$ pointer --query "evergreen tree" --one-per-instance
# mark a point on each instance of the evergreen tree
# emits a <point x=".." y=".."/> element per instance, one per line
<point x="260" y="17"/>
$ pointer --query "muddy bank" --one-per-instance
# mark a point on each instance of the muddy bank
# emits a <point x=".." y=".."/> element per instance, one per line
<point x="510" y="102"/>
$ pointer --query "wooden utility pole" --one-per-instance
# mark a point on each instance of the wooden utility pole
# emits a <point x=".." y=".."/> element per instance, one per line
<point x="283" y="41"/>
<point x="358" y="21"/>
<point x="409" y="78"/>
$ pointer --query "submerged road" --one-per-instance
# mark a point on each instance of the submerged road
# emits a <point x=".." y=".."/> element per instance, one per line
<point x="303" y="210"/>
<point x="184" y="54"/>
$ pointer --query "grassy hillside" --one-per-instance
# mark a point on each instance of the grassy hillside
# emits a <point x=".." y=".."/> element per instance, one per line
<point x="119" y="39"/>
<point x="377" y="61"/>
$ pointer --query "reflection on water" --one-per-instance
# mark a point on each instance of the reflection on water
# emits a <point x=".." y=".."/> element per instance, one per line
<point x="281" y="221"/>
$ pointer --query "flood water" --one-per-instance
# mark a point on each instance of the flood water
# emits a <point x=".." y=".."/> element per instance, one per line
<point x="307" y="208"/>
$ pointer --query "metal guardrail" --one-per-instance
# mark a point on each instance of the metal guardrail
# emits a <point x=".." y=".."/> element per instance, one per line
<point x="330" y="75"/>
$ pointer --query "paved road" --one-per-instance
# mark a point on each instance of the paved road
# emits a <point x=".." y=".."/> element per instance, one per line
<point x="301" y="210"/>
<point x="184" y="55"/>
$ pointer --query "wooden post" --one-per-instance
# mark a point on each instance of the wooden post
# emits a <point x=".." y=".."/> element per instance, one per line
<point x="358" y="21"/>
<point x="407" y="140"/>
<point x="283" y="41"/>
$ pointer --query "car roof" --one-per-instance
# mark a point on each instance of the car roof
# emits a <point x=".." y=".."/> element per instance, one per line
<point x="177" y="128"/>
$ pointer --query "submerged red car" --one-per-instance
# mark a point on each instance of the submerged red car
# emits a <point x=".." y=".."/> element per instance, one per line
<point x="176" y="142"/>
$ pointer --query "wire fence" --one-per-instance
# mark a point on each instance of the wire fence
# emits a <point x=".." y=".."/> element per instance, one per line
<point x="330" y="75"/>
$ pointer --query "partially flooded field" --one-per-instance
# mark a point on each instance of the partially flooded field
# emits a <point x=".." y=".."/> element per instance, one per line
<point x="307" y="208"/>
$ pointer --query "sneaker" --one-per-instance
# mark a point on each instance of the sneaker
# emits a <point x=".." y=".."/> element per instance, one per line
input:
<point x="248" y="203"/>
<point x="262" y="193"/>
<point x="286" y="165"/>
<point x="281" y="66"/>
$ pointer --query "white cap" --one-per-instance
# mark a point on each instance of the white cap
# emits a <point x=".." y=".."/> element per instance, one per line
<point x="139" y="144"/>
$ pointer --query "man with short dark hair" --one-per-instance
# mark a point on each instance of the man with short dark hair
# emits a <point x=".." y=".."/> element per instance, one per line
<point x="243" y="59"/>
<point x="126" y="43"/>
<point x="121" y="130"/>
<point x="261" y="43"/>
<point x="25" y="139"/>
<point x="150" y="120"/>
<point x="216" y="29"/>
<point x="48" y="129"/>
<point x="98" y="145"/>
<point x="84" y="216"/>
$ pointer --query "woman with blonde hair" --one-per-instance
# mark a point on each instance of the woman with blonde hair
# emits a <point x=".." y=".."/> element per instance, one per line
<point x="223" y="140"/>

Petunjuk tugas >> Saring data di atas dengan menyalin setiap baris yang memuat kata "road". Perbedaan huruf besar dan huruf kecil harus diperhatikan.

Jawaban >>
$ pointer --query "submerged road" --one-per-instance
# mark a point on each instance of the submerged road
$ pointer --query "paved road" --one-per-instance
# mark a point on each instance of the paved road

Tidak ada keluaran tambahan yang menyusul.